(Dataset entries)
-------------------------
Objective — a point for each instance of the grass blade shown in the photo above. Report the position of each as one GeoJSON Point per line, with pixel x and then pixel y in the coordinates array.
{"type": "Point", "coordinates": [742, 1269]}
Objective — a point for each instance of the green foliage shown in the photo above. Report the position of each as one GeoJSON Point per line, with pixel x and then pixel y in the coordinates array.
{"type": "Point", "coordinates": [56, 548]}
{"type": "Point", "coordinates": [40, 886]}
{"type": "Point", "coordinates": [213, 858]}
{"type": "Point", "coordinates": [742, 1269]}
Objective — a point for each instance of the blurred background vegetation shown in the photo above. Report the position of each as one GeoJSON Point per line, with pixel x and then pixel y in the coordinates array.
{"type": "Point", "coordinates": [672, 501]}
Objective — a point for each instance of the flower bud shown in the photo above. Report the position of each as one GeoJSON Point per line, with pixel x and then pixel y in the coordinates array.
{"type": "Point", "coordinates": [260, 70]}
-------------------------
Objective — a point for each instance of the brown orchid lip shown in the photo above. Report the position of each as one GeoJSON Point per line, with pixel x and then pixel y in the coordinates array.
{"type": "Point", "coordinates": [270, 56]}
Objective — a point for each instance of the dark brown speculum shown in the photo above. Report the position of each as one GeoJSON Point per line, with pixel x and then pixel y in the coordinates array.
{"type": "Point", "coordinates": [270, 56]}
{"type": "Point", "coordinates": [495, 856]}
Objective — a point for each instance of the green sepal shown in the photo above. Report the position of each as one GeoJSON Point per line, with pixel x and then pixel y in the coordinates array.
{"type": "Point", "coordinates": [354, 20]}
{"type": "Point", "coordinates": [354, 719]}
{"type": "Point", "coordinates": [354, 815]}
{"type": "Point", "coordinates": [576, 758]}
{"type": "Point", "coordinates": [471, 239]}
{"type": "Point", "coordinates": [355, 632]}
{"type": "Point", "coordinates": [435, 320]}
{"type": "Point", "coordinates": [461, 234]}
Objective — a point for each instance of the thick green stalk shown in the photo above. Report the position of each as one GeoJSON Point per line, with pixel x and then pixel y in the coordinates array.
-------------------------
> [Work required]: Taking the lines above, repeat exactly those from the line that contains "Objective — a point for each instance of the brown" through the line that contains "Objective — a point for each instance of the thick", and both of those lines as well. Include nothing else.

> [Task solution]:
Objective — a point for each instance of the brown orchid lip shown in the photo above. Report the position of each as one GeoJSON Point per line, with pixel x and then pixel y in the coordinates array.
{"type": "Point", "coordinates": [270, 56]}
Objective — a point for each instance of the dark brown speculum shown in the photo above. Report the position of each as one GeoJSON Point per line, with pixel x and then pixel y in the coordinates array.
{"type": "Point", "coordinates": [270, 56]}
{"type": "Point", "coordinates": [495, 856]}
Objective — a point for each instance of the green sepal shown in the photo above. Report the position of each as one GeoJSON Point per line, with pixel x and then pixel y in the coordinates array.
{"type": "Point", "coordinates": [354, 20]}
{"type": "Point", "coordinates": [354, 719]}
{"type": "Point", "coordinates": [354, 815]}
{"type": "Point", "coordinates": [576, 758]}
{"type": "Point", "coordinates": [471, 239]}
{"type": "Point", "coordinates": [355, 632]}
{"type": "Point", "coordinates": [435, 320]}
{"type": "Point", "coordinates": [461, 234]}
Objective — a point for each instance of the thick green stalk shown in the photo above. Report the position of each as one GeoJSON Point per line, with pixel x and then pixel y in the coordinates array.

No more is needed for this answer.